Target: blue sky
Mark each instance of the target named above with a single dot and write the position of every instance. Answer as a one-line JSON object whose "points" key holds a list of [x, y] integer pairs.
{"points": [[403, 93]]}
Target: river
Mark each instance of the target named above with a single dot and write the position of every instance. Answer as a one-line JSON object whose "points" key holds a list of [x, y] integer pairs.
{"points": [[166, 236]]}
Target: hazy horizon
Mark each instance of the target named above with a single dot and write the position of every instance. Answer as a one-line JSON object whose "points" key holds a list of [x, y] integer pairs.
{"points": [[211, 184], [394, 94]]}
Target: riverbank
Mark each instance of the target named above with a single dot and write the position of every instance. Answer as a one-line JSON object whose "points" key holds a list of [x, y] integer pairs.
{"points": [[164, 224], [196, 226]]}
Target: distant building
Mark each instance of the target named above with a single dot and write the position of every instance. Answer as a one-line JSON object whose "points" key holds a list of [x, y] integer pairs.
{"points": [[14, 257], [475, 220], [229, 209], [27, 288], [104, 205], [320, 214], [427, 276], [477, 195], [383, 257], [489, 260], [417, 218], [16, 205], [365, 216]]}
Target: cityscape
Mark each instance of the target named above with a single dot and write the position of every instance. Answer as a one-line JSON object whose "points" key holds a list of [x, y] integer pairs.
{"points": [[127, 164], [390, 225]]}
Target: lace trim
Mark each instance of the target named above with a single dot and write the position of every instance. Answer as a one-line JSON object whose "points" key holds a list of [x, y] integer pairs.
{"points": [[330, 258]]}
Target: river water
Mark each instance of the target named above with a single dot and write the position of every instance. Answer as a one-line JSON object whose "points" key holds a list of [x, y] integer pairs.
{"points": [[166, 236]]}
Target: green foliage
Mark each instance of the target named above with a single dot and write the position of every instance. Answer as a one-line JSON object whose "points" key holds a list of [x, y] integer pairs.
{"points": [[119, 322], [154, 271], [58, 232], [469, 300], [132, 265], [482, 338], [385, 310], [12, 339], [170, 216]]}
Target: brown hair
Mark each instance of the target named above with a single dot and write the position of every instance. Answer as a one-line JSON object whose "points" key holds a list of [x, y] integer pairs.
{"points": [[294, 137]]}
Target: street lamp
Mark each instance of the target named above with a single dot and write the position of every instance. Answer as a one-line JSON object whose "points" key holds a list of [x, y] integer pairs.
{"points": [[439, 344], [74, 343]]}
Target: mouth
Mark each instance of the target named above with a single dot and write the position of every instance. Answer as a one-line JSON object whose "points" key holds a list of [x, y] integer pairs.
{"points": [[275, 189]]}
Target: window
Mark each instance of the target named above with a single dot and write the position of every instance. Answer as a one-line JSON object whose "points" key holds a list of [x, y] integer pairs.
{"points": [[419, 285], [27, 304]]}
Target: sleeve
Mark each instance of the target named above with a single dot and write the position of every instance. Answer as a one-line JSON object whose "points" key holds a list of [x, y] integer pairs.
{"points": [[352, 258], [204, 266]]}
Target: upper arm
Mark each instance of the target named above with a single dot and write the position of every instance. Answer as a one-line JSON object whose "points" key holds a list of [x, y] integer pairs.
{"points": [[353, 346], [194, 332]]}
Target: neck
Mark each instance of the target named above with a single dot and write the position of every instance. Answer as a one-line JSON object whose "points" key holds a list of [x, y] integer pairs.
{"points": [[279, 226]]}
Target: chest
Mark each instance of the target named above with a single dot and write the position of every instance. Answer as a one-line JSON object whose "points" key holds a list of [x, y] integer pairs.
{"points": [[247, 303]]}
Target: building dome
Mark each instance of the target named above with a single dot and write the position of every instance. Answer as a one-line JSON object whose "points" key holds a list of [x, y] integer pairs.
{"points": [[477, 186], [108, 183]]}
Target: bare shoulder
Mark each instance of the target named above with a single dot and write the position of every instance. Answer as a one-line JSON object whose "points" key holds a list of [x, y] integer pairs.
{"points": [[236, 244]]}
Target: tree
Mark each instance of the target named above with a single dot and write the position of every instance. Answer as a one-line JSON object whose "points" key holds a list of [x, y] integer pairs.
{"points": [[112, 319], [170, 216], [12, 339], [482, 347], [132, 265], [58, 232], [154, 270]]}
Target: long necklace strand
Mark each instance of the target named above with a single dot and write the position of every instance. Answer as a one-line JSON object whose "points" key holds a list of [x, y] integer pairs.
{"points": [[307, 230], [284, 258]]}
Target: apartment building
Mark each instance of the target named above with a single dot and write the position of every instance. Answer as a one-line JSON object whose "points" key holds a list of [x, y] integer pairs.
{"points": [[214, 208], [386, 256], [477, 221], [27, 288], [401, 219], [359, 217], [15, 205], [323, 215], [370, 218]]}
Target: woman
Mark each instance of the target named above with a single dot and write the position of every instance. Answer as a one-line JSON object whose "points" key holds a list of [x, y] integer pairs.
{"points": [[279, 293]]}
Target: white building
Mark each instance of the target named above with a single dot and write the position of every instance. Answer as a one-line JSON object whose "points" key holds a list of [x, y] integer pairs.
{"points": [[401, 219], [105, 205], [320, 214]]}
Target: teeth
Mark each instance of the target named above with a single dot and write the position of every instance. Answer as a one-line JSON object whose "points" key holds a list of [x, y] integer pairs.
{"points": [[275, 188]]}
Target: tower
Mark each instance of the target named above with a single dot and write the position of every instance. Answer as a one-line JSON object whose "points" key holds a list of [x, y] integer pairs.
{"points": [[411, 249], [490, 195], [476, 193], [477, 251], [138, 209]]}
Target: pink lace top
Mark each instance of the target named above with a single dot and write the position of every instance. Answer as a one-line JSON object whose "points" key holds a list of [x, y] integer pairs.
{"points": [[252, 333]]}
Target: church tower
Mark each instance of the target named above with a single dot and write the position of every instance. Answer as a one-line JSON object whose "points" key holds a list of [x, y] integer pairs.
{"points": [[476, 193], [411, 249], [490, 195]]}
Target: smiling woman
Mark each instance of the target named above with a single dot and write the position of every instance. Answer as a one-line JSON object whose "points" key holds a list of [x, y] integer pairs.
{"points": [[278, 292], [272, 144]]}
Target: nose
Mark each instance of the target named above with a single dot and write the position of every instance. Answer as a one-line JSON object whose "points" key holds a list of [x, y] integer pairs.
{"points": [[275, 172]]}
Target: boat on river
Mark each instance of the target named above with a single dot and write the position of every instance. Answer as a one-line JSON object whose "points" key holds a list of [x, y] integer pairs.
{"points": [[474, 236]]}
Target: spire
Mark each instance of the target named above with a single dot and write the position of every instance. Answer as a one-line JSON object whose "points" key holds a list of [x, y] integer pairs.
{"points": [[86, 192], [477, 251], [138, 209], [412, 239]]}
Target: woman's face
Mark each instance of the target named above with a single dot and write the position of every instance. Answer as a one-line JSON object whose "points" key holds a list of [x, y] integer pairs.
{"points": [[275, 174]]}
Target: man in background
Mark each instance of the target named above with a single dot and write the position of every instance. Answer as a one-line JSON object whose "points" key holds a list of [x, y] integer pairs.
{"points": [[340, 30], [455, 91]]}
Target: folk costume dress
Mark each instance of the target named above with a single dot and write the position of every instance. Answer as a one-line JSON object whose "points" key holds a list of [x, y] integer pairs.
-------------------------
# What you are asked to do:
Copy each line exactly, from the line containing "Target: pink lace top" down to the last line of the material, and no other lines.

# The answer:
Target: pink lace top
Mark each instance of the target named above with a single dot and write the position of every instance. Answer as a one-line JSON object whose "points" key holds a list of [x, y] integer pairs.
{"points": [[252, 333]]}
Target: church tower
Mark each instance of the target named above with a single dot and write the position of every instance. Answer as a one-line JSON object whose "points" key holds a list of [x, y] integer pairs.
{"points": [[476, 193], [411, 249], [490, 195]]}
Target: smiling woman
Mark each instance of the target named above with a single dot and write the position of every instance. Answer as a one-line JSON object whose "points" key holds a list of [x, y] integer pairs.
{"points": [[278, 292], [272, 144]]}
Target: nose
Mark each instance of the target named above with a single dot and write the position of every instance. Answer as a one-line JSON object whose "points" key holds a list of [x, y] integer pairs.
{"points": [[275, 172]]}
Target: boat on river
Mark each instance of the target named above with a single dot and write the position of every instance. Answer as a one-line JSON object whose "points" key holds a list of [x, y] integer pairs.
{"points": [[474, 236]]}
Target: spire
Mark each instance of the target named above with a single dot and write the position of every instance. Answer as a one-line JSON object whose "points" key holds a list of [x, y] integer pairs.
{"points": [[86, 192], [477, 251], [138, 209], [412, 239]]}
Target: woman's face
Mark each instance of the target named above with a single dot and write the position of every instance. Answer as a one-line JSON object whose "points" key holds a list of [x, y] integer pairs.
{"points": [[275, 174]]}
Target: man in background
Mark each instance of the target named above with a single dot and write the position of every instance. Answer as a one-line JSON object whose "points" key holds a list of [x, y] integer pairs.
{"points": [[340, 30], [455, 91]]}
Target: folk costume dress
Mark each instance of the target named above with a single dot and write the position of every instance. Answer as a one-line JSON object whose "points" key holds a list of [x, y] integer pairs.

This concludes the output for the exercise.